> [Supplied text]:
I wrote Snopes.com to ask them to fact check this story, because it sounds like complete bullshit to me, but Paris Hilton is said to have purchased a cemetary plot next to Marilyn Monroe for a "Billy Hilton," which was initially thought to be a poorly named deceased relative. It turned out that Billy was her goat. Someone made this shit up, but it's pretty funny:

Paris Hilton has stunned Hollywood locals with her plans to bury her pet goat at the West Wood Village Memorial Park next to the memorial of screen legend Marilyn Monroe.

A plot had been secured in the cemetery under the name of Billy Hilton and it was assumed it was for a Hilton family member.

Local and people with plots are disgusted by Hilton’s plan to bury an animal in the very human memorial park.

One local gentleman said: “It’s absolutely disgusting. Paris booked the plot for ‘Billy Hilton’. And everyone was very understanding about it, because they presumed it was one of her relatives.

“But it has transpired that it’s just an old goat. Normal people are content to bury their pets in the garden and done with it. But not Paris.

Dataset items
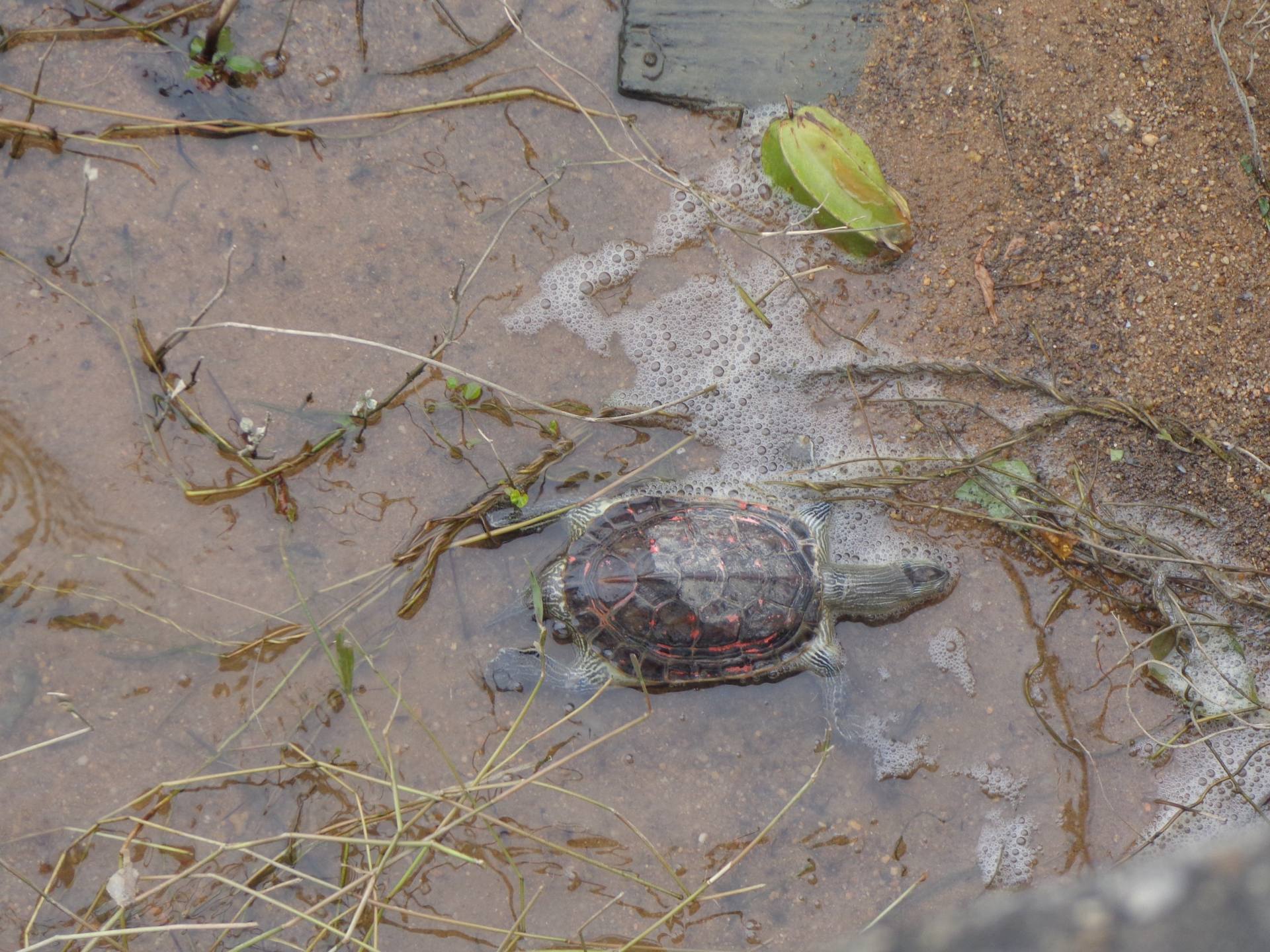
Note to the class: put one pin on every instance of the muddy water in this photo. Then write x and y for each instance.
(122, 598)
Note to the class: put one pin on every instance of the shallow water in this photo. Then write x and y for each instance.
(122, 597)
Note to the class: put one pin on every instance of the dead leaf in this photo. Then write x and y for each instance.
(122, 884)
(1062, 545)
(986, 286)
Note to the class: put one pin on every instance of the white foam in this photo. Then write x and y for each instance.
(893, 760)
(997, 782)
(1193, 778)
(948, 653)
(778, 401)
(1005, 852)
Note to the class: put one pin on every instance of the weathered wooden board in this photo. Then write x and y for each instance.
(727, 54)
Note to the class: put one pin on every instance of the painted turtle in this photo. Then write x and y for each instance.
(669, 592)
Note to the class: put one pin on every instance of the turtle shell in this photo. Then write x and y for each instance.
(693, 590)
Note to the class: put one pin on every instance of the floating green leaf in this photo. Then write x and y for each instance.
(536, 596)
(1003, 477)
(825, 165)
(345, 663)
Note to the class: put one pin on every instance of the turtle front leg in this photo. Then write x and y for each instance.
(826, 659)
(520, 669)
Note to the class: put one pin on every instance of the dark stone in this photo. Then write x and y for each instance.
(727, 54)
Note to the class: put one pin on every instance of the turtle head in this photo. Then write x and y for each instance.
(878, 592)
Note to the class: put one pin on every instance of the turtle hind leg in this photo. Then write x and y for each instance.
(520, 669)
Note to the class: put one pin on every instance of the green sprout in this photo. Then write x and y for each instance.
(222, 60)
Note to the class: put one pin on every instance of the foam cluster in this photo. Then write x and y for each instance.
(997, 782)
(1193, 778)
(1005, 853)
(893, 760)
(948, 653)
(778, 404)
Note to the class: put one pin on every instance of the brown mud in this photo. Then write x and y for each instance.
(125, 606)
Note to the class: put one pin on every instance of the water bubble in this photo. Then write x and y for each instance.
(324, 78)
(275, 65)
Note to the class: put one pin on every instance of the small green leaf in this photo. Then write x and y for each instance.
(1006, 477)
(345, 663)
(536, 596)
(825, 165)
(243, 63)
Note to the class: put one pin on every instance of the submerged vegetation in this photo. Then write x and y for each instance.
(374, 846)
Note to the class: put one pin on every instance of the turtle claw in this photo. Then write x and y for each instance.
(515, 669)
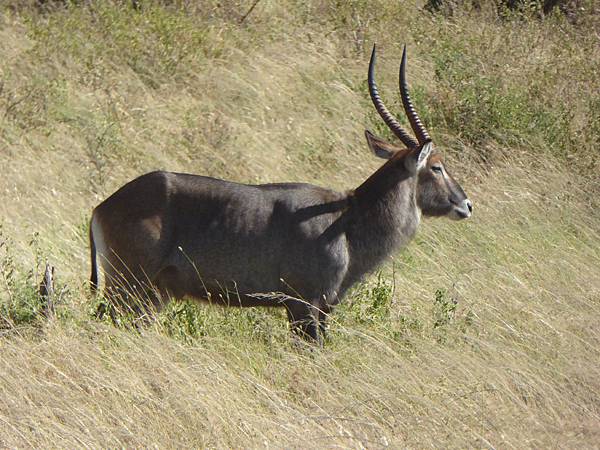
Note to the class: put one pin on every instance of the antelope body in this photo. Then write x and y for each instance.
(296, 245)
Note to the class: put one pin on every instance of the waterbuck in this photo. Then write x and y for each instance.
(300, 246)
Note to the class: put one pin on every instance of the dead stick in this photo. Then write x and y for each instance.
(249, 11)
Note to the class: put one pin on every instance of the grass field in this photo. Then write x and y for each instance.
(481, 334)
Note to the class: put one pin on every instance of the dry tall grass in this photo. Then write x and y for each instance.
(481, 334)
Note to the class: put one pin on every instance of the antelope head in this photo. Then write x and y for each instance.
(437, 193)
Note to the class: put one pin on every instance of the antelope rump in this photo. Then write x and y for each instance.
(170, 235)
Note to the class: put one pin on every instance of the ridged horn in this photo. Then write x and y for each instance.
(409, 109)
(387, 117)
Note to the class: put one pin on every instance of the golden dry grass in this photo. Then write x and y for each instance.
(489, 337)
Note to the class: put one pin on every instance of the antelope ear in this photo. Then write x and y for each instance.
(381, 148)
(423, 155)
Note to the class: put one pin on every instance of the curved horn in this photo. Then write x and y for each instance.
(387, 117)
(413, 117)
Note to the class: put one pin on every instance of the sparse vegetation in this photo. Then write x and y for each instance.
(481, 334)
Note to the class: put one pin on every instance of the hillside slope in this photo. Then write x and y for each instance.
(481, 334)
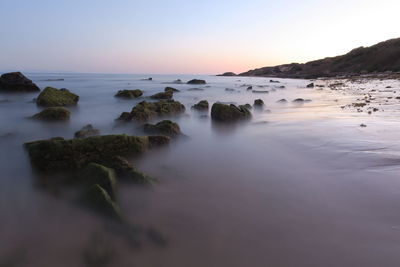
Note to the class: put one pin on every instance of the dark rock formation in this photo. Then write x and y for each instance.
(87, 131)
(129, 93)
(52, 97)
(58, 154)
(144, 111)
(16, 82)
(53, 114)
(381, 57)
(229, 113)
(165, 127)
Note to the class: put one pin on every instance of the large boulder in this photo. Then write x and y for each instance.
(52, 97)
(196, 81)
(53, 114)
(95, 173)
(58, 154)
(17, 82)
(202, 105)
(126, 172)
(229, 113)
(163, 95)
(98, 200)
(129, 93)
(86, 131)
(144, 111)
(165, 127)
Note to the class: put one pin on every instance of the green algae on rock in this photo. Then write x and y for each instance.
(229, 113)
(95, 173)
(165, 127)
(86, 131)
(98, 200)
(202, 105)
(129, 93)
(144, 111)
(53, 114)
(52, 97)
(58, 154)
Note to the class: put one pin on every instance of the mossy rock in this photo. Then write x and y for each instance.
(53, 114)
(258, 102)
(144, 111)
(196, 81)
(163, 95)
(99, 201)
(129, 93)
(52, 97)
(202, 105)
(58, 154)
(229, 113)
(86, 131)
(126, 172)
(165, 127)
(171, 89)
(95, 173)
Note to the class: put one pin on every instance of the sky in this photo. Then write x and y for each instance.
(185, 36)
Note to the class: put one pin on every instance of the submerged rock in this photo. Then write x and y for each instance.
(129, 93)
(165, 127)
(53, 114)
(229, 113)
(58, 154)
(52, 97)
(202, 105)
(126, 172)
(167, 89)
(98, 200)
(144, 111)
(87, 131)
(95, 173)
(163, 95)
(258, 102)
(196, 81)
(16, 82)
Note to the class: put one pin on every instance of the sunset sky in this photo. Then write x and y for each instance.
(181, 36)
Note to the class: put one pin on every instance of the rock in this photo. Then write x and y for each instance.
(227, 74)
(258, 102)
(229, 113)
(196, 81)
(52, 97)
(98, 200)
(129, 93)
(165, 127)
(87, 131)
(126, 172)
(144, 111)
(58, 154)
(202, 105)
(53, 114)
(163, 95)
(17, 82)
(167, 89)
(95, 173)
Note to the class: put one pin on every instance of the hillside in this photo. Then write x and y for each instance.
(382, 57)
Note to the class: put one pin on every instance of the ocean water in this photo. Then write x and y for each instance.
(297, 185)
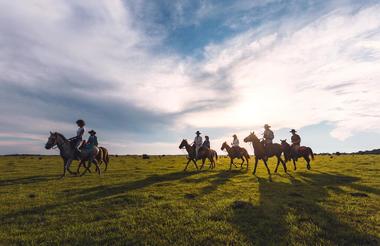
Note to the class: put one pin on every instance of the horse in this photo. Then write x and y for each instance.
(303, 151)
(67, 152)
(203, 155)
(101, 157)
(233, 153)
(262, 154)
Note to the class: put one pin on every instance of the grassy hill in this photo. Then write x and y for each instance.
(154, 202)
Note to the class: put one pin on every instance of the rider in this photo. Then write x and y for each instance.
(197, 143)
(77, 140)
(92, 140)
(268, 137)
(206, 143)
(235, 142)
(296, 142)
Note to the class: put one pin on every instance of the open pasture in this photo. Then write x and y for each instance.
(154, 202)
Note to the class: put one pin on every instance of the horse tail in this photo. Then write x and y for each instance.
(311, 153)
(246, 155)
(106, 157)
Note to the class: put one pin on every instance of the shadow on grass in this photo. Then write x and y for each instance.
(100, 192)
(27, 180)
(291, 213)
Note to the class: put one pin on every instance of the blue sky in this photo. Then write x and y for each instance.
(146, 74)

...

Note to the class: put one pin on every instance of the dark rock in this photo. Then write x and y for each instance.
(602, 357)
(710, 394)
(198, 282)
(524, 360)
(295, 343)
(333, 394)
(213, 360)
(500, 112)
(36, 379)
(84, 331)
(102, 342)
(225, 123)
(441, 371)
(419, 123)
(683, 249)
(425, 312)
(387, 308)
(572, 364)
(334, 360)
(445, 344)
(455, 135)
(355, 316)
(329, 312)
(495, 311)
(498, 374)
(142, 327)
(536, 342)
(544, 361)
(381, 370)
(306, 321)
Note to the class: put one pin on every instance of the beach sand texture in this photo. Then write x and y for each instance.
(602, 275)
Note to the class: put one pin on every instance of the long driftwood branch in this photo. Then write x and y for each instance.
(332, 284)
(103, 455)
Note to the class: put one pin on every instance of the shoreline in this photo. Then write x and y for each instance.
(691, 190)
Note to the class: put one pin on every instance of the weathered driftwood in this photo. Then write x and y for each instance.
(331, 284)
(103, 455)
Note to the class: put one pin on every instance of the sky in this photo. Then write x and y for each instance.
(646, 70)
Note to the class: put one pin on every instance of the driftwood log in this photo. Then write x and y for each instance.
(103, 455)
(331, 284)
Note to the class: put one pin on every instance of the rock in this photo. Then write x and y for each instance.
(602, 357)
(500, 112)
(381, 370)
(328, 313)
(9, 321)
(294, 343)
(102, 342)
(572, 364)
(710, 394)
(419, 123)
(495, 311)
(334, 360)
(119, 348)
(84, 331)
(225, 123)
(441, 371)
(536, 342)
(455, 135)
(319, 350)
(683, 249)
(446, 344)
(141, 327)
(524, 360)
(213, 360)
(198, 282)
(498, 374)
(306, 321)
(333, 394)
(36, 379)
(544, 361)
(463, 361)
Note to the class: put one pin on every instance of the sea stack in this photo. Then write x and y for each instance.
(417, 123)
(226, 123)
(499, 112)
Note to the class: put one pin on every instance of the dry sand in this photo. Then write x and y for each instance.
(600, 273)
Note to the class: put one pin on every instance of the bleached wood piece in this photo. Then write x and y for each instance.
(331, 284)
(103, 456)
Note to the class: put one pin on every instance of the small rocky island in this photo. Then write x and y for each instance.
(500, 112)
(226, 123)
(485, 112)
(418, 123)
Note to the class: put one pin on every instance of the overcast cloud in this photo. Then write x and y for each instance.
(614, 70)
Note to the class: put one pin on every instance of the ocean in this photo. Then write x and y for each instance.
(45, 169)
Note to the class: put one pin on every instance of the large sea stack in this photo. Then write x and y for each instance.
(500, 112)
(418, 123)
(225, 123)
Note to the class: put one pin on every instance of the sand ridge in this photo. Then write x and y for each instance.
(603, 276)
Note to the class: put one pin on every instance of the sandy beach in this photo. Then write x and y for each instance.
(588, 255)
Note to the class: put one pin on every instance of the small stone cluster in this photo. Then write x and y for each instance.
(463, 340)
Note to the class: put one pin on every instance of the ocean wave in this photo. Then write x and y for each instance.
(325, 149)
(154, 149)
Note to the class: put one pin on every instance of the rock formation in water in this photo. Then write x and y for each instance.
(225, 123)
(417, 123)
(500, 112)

> [Tasks to perform]:
a – In the goat-burial post, under what name was the cemetery plot secured?
b – Proceed with the goat-burial post, writing on from its final line.
These data have no connection to the goat-burial post.

> [Task responses]:
a – Billy Hilton

b –
“This is one of the most prestigious cemeteries in the world, and it’s certainly not for animals. It should be reserved for beloved superstars.”

This simply can't be true. I did a half-assed google search, and it seems to have originated with a press release, which also claimed that Paris booked a gospel choir to perform at a funeral. Just like the rumor that Will Ferrell died in a freak para-gliding accident, someone cooked up a joke press release and now the dumber news services are picking it up.

Paris might have a whole zoo full of animals, but it's doubtful she loves her goat this much, or even knows where Marilyn Monroe is buried.